:: Provided records

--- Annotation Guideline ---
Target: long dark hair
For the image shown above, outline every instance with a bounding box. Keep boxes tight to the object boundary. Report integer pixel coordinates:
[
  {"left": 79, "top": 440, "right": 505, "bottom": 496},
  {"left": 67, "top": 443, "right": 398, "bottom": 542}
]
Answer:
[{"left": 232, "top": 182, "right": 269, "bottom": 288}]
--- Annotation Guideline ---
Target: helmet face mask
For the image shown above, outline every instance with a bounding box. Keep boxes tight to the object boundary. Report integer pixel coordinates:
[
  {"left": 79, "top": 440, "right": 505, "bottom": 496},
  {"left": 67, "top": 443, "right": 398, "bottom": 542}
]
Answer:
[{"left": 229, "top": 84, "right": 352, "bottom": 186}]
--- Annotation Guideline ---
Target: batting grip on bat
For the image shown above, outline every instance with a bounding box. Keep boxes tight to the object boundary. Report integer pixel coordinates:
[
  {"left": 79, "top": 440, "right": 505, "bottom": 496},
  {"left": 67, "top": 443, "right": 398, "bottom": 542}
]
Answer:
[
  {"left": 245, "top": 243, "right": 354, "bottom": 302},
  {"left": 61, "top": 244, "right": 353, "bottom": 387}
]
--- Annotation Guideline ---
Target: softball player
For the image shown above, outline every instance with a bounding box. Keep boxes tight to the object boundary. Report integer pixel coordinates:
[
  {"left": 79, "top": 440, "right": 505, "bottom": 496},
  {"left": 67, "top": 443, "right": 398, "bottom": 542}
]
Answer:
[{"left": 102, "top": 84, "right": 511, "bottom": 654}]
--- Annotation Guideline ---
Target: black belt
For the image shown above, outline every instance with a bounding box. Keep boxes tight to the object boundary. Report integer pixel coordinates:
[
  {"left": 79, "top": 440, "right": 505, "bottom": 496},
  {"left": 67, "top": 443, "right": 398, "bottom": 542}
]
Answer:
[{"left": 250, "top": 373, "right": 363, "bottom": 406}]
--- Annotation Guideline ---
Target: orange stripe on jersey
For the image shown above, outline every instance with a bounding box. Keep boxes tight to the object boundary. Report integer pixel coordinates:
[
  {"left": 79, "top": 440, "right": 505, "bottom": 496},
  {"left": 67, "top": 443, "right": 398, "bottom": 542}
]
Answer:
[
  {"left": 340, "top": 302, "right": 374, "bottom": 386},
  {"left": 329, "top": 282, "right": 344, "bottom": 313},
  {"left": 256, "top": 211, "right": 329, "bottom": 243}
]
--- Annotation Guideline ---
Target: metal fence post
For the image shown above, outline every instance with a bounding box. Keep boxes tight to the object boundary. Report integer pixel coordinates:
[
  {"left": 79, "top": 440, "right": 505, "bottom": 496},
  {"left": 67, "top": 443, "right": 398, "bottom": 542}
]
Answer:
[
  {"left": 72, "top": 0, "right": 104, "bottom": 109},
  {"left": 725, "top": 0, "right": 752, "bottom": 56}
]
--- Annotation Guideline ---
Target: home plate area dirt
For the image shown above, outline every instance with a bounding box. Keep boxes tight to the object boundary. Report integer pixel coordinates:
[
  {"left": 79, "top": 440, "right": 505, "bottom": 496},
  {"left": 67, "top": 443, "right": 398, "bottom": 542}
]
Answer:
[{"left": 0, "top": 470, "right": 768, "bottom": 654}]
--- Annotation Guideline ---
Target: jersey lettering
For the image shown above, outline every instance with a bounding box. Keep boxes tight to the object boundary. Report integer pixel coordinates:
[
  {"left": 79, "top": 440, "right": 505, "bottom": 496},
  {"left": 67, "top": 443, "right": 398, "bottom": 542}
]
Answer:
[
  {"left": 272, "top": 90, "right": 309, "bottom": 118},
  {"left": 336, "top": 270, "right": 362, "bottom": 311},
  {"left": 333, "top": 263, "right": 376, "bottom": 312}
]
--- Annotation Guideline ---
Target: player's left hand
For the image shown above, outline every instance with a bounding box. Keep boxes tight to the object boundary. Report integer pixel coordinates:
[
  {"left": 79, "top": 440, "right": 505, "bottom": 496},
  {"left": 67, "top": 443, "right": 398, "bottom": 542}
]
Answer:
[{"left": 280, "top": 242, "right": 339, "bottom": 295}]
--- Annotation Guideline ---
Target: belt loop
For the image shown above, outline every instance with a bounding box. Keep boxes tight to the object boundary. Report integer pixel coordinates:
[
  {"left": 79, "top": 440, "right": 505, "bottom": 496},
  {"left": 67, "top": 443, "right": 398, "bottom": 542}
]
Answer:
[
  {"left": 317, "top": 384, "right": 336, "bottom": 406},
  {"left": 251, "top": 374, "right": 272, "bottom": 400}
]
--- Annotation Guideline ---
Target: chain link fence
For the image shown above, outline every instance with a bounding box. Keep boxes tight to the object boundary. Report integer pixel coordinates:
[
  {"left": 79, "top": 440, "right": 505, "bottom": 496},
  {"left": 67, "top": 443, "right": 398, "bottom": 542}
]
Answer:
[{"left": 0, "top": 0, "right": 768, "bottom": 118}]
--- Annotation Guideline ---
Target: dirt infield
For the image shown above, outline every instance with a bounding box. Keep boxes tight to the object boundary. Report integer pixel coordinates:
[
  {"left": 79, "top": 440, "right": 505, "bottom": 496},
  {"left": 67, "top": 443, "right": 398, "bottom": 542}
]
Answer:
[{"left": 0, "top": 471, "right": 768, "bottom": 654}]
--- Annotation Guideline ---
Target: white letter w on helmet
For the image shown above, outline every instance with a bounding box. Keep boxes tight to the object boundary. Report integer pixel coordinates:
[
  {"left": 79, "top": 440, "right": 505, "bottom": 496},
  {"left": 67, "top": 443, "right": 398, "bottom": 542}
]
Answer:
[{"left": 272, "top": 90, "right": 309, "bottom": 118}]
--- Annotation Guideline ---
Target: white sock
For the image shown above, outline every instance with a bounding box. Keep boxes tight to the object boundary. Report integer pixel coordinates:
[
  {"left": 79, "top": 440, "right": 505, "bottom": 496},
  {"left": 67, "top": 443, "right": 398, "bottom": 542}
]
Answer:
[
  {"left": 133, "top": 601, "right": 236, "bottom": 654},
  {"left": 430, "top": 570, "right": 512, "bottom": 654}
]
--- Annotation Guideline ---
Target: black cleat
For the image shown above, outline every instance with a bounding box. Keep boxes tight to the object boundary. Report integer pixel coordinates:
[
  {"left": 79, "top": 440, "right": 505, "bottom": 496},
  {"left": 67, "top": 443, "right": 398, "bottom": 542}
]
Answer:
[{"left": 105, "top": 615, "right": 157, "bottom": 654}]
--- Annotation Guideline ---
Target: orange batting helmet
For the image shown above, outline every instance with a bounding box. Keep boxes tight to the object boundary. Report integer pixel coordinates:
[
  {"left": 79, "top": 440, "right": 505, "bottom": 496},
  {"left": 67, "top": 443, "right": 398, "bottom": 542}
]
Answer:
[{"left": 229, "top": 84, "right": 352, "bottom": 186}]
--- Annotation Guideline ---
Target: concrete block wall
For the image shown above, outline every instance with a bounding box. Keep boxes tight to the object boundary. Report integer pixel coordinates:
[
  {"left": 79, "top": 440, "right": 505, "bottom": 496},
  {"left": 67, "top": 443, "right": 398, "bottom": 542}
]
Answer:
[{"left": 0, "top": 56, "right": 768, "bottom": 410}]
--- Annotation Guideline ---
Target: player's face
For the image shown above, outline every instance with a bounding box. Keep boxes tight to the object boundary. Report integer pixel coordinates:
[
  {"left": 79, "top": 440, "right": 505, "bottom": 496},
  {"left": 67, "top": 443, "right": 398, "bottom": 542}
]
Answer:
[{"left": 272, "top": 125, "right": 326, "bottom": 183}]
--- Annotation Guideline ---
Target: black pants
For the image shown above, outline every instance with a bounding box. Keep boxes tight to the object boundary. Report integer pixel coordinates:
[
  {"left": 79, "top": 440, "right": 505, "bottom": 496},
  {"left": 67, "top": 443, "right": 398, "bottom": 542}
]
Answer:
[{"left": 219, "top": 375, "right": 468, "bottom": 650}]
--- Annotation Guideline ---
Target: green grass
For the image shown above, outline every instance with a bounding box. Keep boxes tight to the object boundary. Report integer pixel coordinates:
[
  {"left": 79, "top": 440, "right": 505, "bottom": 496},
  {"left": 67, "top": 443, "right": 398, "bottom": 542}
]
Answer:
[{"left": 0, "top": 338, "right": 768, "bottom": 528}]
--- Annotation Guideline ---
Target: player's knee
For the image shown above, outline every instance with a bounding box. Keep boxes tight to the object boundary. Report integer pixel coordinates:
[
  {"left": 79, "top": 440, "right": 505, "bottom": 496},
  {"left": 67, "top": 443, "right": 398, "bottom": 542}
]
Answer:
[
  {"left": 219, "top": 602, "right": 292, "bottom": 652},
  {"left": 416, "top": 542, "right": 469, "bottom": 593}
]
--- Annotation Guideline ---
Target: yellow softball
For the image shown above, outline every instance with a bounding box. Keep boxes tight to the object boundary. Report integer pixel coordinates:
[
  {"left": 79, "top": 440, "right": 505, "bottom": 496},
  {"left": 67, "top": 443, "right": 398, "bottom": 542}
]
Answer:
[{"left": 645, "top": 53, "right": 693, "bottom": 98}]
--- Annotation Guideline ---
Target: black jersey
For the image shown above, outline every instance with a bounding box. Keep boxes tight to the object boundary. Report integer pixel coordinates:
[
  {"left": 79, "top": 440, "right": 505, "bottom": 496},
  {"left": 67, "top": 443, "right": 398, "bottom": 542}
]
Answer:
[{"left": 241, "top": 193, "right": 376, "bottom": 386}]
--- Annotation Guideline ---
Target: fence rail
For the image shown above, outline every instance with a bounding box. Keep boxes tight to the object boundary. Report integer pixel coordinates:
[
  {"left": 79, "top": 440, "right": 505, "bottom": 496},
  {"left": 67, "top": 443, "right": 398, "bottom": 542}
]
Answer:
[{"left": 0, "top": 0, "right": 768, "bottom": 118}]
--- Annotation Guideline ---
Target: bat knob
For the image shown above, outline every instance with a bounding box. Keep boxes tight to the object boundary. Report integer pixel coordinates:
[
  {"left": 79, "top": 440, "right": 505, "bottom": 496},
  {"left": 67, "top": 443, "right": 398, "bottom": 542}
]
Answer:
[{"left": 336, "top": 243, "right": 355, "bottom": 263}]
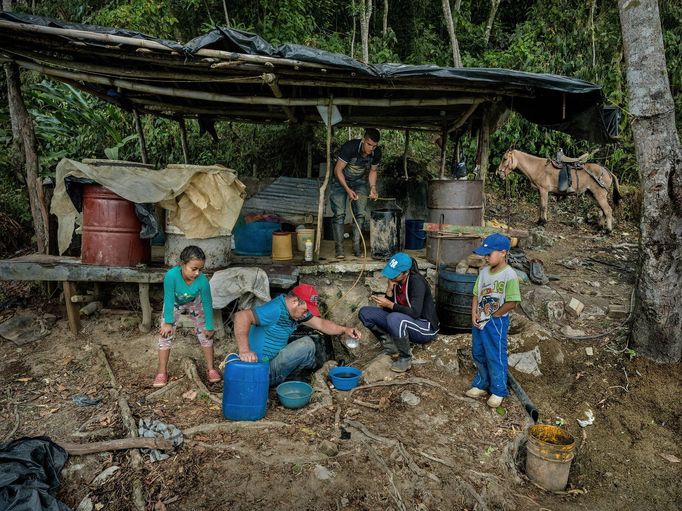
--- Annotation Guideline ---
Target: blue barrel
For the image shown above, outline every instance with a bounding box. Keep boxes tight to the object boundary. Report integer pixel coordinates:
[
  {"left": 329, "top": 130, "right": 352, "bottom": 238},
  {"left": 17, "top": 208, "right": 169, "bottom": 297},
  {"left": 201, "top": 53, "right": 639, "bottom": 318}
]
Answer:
[
  {"left": 369, "top": 209, "right": 401, "bottom": 261},
  {"left": 405, "top": 218, "right": 426, "bottom": 250},
  {"left": 234, "top": 222, "right": 281, "bottom": 256},
  {"left": 436, "top": 265, "right": 478, "bottom": 332},
  {"left": 223, "top": 353, "right": 270, "bottom": 421}
]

::::

(Description of the task) Gather every line of the data above that contains the word "batting" and copy each one out in full.

(Exercise output)
Target: batting grip on bat
Target: orange batting helmet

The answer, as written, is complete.